### Aim
From the forum thread, write out word for word the part between "Copied and pasted" and "So.... Jeff passed!", inclusive.
── Quoted passage
I second Harry's sentiments 100% good luck buddy....


----------



## Jim Nash (Mar 30, 2006)

Jeff you got poems written for you and you haven't even gone yet . Think of the reaction when you get the III . 

http://www.youtube.com/watch?v=O3ZOKDmorj0


----------



## Gerry Grimwood (Apr 2, 2007)

Break a leg


----------



## Richard Rutt (May 14, 2009)

Drive your dog well, Jeff. 
I wish you Success.


----------



## Faisal Khan (Apr 16, 2009)

Best of luck. What are the prerequisites/qualifications required to enter the USMRA nationals?


----------



## Mike Scheiber (Feb 17, 2008)

Faisal Khan said:


> Best of luck. What are the prerequisites/qualifications required to enter the USMRA nationals?


----------



## Doug Zaga (Mar 28, 2010)

Hi Jeff...how did you and Buko do?


----------



## Timothy Stacy (Jan 29, 2009)

Mike, I can't quote you LOL.

Results please!


----------



## Loring Cox (Sep 6, 2008)

MRIII
Lisa Geller and Rogue 321
Michael Ellis and Pi 311
Sandrine and Thor 310
Steve Garvin and Bogan 308
Jeff O and Buko 270

MRII
Terry and Ibn 256
Rich and Ace 225
Ann and Nacho 224.5
Terril and Rocket 170

MRI
Tiffany G and Ry 187
Ann and Rebel 187
Terry and Ha'.... 180.5
Terry and Rusty 178
...Kim and Quantum 174
Jim and Lasso 169.5
Debra and Vixen 153.5
Lee and Sassy 123

Copied and pasted from Tiffany Geisen's FB page... I dont know who most of the single named people are.


----------



## Timothy Stacy (Jan 29, 2009)

So.... Jeff passed!


----------



## will fernandez (May 17, 2006)

I thought you needed a 300 to Q


----------



## Timothy Stacy (Jan 29, 2009)

Not sure but what is this? It says 3 times at over 240 with 3 different judges.
────
── Recorded information
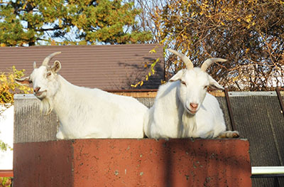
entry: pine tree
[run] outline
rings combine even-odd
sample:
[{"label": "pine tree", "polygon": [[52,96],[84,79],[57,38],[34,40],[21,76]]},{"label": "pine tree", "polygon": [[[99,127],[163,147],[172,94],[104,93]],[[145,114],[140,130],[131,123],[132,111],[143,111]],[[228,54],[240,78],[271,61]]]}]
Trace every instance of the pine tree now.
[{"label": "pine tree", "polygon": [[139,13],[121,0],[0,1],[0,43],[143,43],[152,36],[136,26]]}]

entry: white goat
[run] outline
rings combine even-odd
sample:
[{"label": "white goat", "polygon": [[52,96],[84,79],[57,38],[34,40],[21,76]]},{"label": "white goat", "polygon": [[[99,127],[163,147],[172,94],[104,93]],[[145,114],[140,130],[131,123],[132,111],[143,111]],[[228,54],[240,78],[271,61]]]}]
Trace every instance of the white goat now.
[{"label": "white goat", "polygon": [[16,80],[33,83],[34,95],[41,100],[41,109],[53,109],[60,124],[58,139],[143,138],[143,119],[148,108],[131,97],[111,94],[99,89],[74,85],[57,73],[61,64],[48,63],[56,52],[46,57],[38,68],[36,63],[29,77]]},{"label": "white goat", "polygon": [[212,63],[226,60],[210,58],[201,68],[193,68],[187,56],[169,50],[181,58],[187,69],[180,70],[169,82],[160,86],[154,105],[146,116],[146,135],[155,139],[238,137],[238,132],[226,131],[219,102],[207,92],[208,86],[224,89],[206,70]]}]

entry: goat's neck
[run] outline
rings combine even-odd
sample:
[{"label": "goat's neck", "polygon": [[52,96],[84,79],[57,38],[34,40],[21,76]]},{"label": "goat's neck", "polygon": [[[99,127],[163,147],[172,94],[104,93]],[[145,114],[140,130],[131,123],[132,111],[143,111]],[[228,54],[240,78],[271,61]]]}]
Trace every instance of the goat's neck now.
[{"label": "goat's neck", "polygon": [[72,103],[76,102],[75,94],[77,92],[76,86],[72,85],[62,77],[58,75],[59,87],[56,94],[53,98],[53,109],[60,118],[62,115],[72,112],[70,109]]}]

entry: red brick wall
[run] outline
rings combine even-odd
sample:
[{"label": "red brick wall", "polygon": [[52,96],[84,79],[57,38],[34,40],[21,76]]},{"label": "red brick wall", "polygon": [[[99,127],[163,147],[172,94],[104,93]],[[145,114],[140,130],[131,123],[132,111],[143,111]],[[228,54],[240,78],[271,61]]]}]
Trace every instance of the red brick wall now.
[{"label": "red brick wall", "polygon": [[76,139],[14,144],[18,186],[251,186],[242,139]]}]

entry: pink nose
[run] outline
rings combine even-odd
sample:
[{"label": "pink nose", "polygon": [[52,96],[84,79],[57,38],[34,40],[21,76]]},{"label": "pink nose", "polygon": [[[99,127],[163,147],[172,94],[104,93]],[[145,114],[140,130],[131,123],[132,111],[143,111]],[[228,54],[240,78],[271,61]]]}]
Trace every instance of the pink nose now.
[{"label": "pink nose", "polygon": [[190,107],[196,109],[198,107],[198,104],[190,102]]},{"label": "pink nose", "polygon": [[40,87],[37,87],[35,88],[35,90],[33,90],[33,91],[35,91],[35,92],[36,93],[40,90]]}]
────
── Recorded information
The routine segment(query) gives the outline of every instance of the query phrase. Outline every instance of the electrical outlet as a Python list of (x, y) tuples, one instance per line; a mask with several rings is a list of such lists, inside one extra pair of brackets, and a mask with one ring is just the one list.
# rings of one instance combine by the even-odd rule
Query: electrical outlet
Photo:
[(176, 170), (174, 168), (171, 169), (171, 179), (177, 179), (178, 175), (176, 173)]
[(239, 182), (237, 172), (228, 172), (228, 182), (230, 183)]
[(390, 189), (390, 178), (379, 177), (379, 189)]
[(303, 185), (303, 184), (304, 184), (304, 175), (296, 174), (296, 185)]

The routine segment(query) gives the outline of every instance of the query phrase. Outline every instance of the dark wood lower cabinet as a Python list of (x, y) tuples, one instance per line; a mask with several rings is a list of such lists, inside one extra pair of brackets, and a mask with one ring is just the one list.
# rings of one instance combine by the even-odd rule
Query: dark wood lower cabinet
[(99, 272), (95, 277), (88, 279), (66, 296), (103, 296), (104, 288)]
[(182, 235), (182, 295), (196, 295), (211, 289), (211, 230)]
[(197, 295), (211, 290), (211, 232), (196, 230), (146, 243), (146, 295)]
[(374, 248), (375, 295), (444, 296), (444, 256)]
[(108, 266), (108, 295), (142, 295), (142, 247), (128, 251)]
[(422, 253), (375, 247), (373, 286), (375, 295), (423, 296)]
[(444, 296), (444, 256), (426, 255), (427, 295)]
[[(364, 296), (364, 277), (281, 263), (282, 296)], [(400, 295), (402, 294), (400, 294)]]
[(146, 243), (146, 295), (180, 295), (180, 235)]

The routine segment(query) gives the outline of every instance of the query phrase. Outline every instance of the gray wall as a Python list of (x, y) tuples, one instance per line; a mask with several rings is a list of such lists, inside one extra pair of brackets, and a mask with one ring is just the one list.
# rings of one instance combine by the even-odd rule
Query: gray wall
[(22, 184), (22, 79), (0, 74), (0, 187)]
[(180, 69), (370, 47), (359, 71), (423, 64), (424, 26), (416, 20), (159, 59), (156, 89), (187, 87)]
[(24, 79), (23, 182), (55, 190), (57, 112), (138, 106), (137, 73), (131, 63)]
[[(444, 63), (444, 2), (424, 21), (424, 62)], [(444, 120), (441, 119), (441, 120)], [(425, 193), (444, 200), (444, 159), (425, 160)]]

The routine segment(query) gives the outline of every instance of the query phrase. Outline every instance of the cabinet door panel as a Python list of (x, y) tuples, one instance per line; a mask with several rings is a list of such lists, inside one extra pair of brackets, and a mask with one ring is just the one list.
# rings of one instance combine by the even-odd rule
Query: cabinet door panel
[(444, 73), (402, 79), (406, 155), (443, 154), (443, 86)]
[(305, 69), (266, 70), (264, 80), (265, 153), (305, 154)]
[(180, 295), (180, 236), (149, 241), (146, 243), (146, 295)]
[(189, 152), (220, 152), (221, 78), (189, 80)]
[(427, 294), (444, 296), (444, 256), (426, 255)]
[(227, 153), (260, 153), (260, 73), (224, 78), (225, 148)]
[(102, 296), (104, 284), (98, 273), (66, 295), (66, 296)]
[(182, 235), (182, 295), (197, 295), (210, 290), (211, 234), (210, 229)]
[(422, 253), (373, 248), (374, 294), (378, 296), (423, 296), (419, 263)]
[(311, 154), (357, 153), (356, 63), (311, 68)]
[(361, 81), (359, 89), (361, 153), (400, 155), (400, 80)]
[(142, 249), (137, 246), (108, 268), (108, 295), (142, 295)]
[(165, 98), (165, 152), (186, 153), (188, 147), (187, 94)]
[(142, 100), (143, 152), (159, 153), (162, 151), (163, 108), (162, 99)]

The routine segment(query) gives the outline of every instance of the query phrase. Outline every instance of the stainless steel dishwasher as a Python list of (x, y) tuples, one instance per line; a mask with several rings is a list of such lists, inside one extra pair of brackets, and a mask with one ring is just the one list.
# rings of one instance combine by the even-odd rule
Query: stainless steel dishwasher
────
── Recorded information
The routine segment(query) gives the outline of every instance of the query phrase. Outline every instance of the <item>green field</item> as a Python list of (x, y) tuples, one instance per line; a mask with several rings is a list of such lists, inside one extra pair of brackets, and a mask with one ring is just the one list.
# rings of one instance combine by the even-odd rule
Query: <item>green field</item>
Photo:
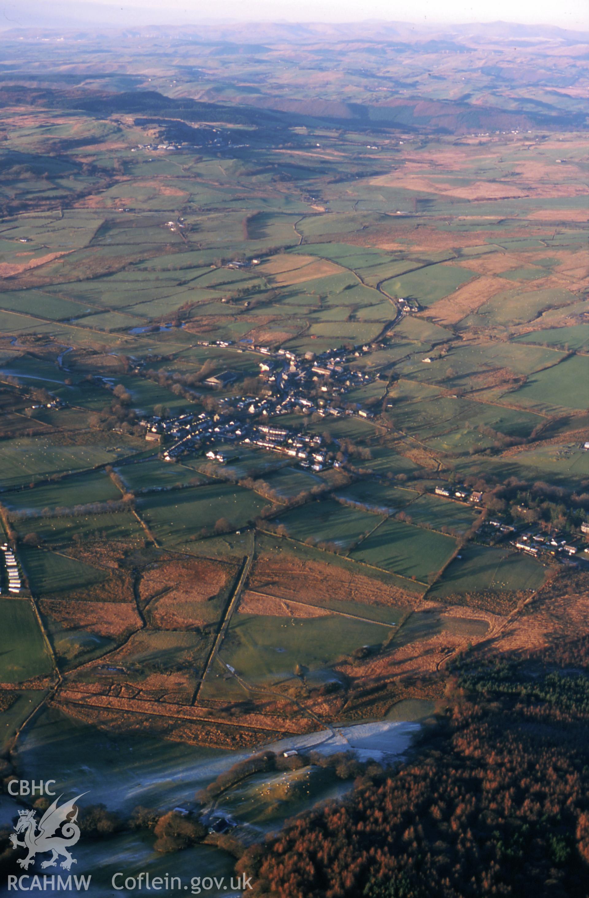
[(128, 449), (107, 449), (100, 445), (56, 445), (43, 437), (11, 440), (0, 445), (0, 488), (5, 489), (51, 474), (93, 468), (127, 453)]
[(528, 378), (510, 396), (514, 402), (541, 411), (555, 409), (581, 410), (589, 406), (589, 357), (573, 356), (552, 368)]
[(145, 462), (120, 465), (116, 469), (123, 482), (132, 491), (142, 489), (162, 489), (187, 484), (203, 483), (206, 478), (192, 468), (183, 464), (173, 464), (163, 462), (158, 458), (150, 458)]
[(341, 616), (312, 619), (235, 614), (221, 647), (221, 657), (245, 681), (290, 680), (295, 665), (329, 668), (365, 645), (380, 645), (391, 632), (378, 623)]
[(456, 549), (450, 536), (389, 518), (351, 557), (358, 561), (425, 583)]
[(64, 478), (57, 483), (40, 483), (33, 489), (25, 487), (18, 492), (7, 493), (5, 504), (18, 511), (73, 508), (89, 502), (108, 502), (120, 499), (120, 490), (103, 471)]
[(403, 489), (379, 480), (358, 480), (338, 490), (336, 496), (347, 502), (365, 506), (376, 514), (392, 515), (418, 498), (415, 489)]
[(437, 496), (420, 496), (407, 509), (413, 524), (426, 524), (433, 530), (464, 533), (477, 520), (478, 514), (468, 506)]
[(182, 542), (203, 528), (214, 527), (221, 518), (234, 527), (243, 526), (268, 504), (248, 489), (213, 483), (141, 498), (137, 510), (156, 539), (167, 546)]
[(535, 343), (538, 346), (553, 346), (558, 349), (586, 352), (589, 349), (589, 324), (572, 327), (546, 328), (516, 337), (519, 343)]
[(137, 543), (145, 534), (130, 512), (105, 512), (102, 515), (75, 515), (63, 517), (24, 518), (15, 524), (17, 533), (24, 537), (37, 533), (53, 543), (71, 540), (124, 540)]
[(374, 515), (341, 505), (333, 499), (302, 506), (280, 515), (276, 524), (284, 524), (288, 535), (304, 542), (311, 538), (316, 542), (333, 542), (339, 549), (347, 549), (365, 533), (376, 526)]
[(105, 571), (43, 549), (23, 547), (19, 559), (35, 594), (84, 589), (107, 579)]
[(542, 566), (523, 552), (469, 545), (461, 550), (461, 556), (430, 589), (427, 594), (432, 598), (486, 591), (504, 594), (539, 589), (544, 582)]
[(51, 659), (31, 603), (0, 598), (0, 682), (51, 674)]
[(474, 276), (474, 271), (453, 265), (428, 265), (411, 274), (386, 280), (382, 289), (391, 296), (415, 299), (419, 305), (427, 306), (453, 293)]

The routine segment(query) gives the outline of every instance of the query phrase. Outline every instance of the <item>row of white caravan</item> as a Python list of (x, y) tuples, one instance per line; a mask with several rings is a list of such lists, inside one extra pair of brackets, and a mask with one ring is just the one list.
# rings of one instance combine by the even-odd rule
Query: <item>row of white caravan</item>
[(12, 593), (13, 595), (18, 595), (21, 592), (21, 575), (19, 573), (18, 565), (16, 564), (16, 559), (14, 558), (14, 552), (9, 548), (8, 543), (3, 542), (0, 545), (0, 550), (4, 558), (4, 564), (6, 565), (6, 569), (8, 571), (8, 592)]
────
### Complete answer
Copied and pasted from Tiffany Geisen's FB page... I dont know who most of the single named people are.


----------



## Timothy Stacy (Jan 29, 2009)

So.... Jeff passed!